***** Dataset extract

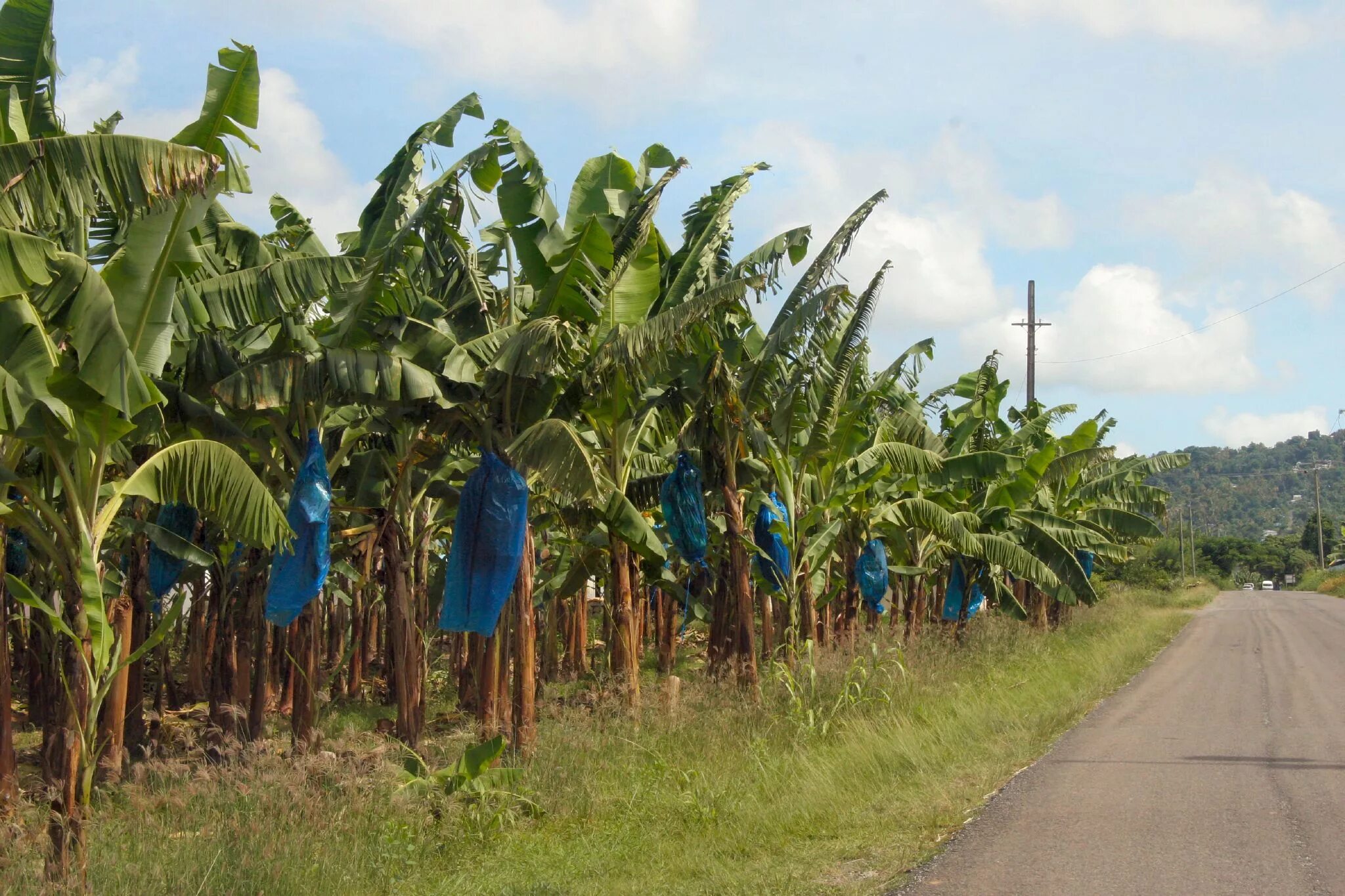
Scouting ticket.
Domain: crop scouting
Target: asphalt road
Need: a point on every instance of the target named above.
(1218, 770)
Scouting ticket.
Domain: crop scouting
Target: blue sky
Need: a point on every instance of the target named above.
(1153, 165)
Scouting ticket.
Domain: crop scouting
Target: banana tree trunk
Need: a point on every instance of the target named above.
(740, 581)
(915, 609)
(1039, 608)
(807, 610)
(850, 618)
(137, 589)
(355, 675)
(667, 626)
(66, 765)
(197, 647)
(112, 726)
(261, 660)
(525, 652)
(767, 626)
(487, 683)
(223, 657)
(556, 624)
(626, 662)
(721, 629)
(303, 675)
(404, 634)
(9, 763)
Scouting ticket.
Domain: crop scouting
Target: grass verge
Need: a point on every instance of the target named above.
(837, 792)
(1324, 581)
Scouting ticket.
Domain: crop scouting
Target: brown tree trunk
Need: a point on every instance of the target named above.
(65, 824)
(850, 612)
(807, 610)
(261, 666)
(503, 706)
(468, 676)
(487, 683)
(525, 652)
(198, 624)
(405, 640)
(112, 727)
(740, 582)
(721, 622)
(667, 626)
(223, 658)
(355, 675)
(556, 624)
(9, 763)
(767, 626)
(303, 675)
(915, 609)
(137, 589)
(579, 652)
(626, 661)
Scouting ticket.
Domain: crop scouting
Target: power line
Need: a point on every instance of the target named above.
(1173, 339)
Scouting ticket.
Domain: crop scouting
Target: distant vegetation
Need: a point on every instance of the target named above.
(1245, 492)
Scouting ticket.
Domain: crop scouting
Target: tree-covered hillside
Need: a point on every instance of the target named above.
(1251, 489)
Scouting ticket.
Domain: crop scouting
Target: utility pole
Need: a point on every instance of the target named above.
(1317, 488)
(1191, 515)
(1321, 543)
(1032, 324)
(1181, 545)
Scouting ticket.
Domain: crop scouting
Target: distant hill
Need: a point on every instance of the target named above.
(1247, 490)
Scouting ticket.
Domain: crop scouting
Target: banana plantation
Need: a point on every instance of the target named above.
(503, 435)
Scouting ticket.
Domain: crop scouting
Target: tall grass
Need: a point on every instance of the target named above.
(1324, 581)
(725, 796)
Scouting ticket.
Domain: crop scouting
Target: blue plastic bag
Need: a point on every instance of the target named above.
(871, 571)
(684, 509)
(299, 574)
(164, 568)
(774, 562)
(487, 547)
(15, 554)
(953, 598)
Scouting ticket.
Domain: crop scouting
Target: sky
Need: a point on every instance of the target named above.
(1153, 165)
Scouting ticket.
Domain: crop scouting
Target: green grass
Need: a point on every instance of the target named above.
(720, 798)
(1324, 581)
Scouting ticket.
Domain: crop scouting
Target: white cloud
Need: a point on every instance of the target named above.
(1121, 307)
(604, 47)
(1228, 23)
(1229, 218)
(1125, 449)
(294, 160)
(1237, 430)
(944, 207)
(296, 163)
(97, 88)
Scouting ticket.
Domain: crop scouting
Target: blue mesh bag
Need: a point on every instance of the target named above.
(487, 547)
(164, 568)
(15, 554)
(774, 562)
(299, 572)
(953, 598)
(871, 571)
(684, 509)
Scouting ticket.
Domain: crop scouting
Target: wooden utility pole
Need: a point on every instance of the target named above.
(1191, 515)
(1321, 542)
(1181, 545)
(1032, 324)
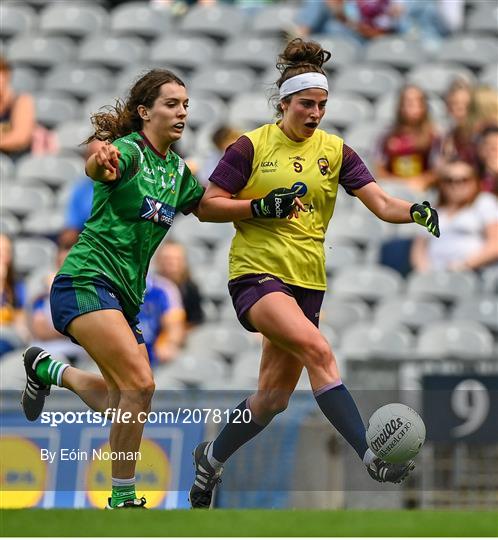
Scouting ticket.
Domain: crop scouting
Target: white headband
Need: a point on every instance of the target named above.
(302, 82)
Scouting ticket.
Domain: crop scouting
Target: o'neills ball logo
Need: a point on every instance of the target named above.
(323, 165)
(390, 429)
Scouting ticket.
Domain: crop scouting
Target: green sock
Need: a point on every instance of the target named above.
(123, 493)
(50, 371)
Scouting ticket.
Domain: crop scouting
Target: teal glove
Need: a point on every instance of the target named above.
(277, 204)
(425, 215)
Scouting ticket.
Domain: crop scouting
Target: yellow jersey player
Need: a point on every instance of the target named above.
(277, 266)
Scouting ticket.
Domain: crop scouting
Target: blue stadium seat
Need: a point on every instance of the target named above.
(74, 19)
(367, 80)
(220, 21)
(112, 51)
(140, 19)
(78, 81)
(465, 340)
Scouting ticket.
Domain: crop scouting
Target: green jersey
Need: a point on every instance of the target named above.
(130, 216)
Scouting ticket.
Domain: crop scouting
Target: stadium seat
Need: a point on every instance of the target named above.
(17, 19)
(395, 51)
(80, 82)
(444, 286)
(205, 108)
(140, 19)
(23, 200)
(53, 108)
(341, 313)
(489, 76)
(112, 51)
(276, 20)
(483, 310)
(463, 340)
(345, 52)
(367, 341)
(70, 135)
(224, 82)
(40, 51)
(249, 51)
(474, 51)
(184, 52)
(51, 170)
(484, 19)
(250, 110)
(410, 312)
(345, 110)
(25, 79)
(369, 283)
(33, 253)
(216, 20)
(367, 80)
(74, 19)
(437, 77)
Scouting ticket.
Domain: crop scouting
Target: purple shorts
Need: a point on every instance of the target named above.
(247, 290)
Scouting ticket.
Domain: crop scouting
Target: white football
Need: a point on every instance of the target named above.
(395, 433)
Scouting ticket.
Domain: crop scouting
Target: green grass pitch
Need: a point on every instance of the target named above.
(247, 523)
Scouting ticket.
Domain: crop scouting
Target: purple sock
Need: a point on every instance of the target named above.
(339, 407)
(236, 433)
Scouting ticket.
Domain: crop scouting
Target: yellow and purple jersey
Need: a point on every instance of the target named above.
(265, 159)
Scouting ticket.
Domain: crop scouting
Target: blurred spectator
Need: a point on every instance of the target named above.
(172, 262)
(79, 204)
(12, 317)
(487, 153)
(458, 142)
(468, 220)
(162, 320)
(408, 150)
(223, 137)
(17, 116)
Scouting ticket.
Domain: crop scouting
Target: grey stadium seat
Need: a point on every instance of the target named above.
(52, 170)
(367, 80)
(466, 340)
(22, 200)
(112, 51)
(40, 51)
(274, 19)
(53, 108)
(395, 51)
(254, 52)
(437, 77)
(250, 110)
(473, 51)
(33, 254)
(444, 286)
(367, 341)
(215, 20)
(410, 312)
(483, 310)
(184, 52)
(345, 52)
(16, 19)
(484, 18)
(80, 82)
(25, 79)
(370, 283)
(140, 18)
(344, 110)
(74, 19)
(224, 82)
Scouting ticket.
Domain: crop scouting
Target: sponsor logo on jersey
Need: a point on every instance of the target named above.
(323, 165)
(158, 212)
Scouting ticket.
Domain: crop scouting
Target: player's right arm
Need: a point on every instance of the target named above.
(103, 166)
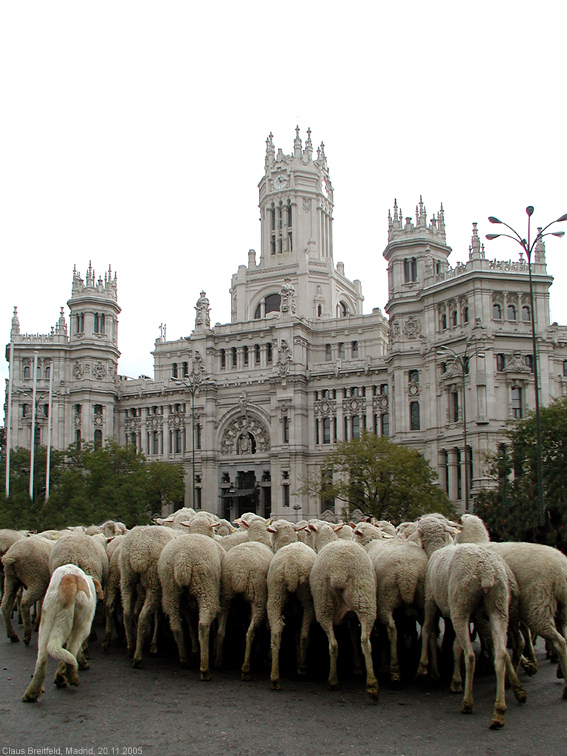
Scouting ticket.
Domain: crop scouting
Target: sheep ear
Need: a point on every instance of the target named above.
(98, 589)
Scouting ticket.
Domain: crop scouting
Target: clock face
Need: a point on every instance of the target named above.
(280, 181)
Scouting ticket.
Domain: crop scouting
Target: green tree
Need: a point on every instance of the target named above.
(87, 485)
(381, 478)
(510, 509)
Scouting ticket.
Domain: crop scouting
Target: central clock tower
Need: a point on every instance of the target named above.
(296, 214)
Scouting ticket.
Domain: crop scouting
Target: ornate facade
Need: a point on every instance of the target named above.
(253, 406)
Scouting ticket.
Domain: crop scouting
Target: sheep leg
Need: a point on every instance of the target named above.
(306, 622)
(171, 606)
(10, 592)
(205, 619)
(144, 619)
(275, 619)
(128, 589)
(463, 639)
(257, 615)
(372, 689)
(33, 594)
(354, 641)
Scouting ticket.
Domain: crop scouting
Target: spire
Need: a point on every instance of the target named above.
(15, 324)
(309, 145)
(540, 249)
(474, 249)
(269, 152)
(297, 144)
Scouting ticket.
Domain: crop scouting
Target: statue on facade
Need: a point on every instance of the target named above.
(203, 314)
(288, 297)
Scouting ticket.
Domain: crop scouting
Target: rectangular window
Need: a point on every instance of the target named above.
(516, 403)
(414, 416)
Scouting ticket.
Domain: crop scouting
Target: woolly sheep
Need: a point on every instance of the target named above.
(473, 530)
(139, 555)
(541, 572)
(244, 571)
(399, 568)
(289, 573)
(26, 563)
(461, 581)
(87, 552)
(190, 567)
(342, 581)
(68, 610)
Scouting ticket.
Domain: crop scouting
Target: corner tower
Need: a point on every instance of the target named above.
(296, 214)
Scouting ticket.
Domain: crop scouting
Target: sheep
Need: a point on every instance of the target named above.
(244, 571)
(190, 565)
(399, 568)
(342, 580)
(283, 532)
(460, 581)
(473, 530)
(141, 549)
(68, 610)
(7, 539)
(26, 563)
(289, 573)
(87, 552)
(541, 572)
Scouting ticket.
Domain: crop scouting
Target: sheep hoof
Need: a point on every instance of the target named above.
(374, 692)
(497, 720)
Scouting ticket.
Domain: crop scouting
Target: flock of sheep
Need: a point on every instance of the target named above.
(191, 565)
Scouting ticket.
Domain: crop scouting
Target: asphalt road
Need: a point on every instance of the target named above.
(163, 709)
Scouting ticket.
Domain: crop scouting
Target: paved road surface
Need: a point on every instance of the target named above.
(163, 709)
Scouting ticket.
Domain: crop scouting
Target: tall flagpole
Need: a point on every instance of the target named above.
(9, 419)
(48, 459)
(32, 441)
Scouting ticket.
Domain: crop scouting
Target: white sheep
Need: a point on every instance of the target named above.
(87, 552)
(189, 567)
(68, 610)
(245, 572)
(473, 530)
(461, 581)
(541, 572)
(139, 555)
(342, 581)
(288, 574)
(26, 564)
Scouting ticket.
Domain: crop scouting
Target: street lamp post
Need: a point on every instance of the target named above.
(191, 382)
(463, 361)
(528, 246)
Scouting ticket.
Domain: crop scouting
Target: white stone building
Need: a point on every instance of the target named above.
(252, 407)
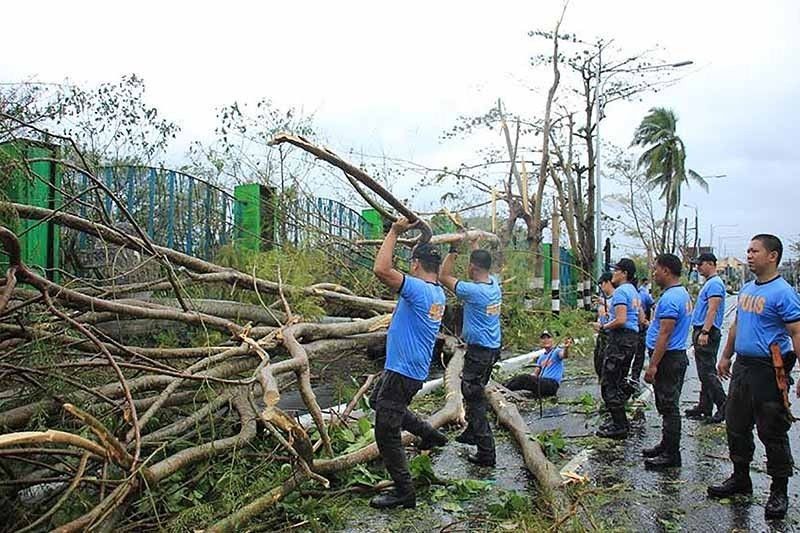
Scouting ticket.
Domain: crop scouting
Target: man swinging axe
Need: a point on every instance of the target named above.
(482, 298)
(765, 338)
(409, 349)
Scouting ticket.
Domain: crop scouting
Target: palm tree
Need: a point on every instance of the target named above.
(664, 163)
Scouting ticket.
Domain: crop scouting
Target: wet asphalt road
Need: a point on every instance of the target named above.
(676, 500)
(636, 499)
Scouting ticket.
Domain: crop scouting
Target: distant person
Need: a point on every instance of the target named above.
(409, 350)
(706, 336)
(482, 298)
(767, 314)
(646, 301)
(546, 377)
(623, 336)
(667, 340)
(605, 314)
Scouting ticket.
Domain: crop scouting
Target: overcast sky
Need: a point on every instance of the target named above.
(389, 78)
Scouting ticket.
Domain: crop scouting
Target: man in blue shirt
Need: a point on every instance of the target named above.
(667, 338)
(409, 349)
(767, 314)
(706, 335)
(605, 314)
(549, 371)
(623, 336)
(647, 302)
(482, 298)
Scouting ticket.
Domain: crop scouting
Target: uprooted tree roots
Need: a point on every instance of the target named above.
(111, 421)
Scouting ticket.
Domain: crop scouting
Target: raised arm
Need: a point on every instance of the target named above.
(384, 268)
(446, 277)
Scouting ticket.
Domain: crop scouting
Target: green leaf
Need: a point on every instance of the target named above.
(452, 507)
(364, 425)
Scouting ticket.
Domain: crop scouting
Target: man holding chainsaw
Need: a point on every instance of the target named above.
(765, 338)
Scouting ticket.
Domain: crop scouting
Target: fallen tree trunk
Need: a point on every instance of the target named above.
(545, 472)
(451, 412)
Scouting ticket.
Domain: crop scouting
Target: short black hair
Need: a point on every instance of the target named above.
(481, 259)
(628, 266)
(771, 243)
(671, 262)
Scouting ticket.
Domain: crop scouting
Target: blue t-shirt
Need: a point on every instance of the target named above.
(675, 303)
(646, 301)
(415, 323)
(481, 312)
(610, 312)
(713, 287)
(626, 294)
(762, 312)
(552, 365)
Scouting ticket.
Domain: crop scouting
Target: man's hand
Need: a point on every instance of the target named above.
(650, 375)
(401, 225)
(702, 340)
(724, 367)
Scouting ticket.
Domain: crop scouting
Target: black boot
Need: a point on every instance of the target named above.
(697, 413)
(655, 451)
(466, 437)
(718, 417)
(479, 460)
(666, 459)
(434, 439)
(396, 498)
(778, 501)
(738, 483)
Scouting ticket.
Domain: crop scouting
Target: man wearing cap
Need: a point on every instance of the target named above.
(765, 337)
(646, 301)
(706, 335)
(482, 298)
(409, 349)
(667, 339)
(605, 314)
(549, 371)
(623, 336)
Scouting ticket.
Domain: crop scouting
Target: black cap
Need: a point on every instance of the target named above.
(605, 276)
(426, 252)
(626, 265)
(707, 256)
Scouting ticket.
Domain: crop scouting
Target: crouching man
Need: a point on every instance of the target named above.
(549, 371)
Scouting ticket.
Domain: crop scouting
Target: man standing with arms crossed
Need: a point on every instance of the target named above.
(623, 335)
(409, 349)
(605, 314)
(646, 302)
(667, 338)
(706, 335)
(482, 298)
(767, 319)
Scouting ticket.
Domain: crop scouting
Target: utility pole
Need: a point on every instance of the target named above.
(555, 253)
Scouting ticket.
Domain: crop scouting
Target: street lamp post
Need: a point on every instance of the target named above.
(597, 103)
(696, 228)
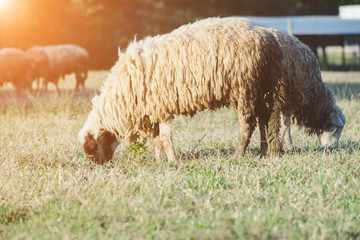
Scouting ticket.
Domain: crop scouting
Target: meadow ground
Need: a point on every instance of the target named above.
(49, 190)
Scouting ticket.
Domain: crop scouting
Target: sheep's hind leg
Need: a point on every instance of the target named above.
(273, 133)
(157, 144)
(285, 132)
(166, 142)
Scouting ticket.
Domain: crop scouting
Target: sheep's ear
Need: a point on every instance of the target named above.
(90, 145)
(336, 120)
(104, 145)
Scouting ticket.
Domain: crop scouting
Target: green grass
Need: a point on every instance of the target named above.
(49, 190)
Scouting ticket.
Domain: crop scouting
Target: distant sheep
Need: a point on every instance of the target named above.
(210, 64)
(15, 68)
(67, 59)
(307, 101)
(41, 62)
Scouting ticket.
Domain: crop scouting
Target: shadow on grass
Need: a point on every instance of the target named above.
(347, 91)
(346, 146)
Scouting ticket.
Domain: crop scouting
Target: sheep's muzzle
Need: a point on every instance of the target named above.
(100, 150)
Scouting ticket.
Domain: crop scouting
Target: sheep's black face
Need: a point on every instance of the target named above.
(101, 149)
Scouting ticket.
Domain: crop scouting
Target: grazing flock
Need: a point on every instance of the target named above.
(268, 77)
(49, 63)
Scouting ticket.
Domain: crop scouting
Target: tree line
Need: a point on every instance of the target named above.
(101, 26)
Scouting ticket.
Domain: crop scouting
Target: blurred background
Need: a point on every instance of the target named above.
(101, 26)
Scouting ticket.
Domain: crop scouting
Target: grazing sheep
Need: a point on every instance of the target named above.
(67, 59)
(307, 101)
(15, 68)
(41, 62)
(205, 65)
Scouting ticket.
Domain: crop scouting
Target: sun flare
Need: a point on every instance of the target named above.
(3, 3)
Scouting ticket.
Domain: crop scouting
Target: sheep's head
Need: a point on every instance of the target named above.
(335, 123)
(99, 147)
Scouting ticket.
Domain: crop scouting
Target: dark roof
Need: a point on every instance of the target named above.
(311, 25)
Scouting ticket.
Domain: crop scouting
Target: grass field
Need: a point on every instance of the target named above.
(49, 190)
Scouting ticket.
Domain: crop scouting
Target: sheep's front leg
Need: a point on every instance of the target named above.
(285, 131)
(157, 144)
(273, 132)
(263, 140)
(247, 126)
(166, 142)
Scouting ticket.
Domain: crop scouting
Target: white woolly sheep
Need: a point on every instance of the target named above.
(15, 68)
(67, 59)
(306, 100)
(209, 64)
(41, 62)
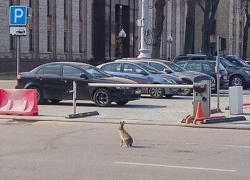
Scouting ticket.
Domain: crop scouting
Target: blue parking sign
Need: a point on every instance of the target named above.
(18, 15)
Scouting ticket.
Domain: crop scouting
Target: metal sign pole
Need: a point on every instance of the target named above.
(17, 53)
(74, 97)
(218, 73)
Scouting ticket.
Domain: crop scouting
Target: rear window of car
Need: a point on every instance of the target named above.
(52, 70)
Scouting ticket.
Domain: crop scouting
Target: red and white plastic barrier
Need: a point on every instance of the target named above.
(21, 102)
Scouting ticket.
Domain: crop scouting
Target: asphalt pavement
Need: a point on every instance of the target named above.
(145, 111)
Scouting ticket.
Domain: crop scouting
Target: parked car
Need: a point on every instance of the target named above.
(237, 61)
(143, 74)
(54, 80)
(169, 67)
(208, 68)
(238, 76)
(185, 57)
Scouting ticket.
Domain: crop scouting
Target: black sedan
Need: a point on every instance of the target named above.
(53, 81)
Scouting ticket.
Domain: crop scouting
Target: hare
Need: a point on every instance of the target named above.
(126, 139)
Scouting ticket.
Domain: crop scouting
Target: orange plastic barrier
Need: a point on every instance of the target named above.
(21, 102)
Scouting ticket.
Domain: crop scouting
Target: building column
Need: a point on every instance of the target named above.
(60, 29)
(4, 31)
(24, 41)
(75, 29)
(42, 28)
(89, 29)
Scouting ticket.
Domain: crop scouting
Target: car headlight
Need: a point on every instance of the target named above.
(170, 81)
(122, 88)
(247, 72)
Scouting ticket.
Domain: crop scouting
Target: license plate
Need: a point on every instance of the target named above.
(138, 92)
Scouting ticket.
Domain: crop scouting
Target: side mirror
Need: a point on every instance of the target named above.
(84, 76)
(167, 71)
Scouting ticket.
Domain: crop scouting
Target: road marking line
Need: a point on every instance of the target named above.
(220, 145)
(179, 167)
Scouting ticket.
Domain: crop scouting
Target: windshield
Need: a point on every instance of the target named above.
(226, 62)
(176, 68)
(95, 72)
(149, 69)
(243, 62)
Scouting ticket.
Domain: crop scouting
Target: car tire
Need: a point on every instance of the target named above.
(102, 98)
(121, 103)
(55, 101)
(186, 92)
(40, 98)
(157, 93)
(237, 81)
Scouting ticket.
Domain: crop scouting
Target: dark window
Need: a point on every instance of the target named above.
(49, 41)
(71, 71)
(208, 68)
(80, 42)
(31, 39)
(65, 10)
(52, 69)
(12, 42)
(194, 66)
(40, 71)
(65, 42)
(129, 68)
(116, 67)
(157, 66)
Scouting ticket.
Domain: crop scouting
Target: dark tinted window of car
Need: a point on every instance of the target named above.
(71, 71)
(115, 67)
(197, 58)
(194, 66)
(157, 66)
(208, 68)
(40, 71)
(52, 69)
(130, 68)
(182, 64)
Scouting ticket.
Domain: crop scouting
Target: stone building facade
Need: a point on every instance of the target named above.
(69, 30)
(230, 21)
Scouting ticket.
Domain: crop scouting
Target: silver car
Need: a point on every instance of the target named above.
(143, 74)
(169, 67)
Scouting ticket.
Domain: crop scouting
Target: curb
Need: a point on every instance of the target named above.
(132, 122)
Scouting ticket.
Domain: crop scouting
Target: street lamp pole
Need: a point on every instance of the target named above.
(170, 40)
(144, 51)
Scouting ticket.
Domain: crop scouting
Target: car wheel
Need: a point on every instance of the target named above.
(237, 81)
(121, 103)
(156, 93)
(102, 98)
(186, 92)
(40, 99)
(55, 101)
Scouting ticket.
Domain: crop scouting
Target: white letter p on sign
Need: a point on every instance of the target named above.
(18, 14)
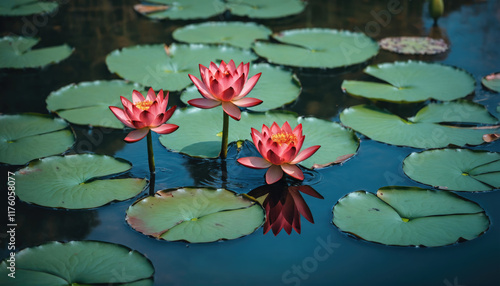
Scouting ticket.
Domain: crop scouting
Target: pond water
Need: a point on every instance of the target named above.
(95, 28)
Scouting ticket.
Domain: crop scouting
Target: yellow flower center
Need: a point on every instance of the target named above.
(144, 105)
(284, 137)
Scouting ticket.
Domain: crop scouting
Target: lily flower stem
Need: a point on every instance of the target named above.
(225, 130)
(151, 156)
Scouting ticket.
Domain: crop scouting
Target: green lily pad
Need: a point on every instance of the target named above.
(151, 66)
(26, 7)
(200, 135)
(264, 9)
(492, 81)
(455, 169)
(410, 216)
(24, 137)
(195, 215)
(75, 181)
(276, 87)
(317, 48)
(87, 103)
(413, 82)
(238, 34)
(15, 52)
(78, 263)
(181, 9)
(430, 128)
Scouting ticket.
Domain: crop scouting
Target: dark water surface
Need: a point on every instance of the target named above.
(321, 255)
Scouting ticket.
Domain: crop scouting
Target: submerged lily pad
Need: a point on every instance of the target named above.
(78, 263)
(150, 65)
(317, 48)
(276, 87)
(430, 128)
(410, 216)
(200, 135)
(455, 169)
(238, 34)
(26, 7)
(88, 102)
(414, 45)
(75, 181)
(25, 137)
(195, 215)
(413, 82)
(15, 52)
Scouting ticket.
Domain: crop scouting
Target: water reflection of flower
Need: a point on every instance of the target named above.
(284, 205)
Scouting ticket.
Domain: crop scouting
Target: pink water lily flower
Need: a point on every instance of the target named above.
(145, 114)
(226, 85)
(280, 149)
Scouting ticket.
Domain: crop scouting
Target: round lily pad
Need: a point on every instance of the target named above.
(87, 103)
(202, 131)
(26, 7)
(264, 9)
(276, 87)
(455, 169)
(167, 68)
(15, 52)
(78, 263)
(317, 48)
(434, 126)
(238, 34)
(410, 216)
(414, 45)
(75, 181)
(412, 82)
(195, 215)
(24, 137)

**********

Pull out each line of the items above that contains the string "sign". Uppercase and lowercase letters count as different.

# Exercise answer
Target: blue parking sign
Target: metal sign pole
Target: white letter p on sign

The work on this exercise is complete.